* [TASK PROMPT]
Please copy exactly the lines that begin with the one containing "For every instance of the woman" and end with the last line of the entries.

* [DATA SUPPLIED]
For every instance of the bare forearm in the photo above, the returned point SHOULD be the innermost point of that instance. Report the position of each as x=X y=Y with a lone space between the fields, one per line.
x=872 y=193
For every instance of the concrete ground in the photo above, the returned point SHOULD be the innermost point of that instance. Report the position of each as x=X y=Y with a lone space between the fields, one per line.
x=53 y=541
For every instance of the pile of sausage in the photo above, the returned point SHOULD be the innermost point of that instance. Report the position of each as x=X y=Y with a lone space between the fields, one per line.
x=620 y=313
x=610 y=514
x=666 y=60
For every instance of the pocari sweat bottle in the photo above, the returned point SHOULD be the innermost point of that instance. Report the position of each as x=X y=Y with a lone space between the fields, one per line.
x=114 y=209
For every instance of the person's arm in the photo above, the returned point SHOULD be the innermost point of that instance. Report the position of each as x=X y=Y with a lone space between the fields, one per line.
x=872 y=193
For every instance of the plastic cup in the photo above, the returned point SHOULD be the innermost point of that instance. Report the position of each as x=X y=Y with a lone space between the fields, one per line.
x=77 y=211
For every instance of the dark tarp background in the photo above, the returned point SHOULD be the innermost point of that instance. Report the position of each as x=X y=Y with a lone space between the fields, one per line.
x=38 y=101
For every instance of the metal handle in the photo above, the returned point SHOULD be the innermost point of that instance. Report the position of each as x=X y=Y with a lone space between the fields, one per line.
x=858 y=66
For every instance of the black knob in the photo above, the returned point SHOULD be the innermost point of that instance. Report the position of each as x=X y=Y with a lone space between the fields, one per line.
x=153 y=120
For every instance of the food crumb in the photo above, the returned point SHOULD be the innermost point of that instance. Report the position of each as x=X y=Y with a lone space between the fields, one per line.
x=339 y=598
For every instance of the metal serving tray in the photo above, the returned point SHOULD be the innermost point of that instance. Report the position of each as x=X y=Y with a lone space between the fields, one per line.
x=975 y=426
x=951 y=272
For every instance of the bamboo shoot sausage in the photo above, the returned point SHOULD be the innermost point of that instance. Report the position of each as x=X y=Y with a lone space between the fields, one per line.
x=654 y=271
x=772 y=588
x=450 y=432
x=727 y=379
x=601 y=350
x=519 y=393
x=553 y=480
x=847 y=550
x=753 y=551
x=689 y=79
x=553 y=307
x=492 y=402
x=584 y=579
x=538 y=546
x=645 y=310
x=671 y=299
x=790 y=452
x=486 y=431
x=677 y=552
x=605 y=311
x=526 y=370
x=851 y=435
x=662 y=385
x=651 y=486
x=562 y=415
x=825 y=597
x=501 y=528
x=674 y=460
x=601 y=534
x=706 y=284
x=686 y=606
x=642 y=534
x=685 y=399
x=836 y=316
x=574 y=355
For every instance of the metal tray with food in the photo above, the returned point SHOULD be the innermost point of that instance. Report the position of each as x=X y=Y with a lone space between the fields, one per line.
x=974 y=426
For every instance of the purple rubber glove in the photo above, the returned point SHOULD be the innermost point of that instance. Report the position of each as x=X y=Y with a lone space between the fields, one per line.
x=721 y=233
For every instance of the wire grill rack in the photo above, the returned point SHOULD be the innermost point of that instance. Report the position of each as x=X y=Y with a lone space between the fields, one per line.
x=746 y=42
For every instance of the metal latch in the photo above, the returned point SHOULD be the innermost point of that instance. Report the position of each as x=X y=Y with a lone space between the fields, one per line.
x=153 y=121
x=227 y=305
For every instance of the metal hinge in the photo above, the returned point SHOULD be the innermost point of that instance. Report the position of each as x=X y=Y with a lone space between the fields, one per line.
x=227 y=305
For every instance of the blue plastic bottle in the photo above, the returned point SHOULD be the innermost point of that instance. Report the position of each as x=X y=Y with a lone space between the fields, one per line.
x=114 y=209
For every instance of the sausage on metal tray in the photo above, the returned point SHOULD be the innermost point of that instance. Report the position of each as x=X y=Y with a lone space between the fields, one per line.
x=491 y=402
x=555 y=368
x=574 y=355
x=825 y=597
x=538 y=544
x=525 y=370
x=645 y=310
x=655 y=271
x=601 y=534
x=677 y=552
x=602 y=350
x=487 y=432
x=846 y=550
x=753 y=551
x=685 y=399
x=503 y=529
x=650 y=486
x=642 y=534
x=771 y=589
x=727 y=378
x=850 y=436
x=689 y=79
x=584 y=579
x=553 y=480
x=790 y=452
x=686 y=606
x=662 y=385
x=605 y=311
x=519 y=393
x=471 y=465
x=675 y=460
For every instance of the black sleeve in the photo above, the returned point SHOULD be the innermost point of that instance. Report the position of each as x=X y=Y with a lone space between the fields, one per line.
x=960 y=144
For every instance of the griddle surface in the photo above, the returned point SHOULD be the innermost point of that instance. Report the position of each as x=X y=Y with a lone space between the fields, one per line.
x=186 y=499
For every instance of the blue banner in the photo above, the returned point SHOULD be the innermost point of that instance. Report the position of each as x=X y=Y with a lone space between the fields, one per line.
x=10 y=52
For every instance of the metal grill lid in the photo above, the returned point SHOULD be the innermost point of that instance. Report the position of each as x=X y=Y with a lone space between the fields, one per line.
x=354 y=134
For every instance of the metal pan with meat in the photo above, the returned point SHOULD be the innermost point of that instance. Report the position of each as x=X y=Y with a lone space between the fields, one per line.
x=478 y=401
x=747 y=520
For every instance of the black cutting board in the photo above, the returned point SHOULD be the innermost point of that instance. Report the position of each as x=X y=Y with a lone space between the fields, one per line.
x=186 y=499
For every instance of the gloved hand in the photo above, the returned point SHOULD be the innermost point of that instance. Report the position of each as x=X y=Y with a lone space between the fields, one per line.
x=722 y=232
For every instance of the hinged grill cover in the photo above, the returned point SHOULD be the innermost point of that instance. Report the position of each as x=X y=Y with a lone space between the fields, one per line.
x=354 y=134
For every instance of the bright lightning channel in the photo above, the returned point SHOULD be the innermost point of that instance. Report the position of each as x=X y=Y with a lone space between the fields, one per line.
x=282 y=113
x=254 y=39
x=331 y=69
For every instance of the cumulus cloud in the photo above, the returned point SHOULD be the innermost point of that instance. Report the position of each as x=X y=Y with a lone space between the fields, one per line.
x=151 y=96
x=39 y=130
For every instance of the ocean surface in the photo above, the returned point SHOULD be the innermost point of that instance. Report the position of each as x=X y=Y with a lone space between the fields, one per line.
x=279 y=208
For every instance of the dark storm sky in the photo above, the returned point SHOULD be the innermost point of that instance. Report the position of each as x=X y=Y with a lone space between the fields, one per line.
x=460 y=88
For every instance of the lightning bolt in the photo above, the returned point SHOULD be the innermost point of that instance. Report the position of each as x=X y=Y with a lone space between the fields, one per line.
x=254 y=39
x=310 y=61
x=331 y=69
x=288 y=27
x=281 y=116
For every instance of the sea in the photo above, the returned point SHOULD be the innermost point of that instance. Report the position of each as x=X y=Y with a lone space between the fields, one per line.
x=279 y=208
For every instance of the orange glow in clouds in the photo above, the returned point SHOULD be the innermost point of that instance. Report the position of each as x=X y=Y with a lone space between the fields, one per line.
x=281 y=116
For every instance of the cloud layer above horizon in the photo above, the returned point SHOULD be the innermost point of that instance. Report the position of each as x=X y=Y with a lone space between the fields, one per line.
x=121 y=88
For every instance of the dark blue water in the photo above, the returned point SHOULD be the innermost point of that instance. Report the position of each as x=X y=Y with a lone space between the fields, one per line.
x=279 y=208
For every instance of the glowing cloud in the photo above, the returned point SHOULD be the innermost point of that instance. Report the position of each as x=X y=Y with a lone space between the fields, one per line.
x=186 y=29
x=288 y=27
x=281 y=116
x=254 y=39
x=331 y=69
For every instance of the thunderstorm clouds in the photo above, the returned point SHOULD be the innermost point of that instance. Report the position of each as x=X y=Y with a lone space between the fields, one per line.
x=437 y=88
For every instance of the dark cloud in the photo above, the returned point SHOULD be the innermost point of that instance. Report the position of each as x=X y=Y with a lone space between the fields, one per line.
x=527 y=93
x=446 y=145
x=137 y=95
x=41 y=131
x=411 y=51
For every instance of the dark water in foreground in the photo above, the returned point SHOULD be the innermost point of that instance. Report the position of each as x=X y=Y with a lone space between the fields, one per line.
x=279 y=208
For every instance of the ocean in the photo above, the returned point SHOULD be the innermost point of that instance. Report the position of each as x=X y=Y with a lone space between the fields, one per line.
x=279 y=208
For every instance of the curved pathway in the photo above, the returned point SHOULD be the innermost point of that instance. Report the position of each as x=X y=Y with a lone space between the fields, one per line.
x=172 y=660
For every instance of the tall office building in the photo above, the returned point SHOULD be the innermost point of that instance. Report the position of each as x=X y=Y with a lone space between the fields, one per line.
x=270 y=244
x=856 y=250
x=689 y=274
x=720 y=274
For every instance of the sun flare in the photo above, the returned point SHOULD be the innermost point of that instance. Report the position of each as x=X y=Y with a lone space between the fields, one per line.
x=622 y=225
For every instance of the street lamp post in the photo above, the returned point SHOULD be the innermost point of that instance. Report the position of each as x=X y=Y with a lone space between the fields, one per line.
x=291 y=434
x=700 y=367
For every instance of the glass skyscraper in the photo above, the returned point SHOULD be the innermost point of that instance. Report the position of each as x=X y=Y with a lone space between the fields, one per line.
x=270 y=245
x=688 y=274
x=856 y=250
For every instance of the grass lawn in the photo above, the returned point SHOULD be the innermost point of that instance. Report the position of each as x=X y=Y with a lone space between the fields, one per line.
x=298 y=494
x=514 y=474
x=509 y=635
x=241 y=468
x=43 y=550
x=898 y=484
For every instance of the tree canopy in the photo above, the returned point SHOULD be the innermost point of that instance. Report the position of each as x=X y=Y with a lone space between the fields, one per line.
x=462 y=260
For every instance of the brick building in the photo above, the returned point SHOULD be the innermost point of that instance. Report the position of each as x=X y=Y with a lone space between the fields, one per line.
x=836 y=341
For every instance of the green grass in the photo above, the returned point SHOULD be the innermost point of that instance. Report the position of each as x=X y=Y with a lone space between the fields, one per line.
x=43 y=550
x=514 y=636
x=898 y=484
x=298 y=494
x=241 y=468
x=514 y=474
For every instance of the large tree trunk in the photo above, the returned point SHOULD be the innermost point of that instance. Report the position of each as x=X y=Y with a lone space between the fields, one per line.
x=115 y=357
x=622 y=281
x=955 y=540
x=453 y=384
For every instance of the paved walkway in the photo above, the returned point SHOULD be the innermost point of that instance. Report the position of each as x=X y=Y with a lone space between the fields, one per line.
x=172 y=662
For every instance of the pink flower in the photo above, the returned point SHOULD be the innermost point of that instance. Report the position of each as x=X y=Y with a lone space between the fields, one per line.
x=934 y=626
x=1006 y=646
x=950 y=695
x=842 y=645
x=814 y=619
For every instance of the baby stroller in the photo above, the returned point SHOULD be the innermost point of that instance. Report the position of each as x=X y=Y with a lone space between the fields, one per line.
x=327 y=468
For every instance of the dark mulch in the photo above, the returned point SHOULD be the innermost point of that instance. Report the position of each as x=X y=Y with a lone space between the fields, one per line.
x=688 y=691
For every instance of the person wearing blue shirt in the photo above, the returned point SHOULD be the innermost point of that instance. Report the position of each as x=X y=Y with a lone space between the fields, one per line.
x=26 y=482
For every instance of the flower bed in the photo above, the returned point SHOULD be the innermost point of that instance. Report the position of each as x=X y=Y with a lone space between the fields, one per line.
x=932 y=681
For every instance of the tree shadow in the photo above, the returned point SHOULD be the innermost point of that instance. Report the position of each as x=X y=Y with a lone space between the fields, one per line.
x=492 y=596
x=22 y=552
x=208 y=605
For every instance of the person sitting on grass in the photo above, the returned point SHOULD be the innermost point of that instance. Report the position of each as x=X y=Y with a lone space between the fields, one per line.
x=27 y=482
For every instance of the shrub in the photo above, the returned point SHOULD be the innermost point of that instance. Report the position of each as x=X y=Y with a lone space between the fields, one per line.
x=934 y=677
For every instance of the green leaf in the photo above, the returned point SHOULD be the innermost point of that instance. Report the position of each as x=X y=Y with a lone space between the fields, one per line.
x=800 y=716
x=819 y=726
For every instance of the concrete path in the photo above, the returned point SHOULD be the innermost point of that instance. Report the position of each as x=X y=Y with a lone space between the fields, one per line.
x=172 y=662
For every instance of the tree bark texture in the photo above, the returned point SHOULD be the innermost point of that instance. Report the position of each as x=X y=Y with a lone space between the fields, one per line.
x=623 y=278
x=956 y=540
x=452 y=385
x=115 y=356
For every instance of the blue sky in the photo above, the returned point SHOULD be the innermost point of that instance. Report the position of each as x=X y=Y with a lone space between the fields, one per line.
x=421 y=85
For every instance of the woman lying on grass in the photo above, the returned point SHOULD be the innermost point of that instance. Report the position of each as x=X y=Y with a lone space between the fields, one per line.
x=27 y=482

* [PROBLEM SOLUTION]
For every instance of the woman lying on grass in the photo above, the returned point SHOULD be the innermost point of that instance. Report the position of each as x=X y=Y with a lone space between the fields, one per line.
x=27 y=482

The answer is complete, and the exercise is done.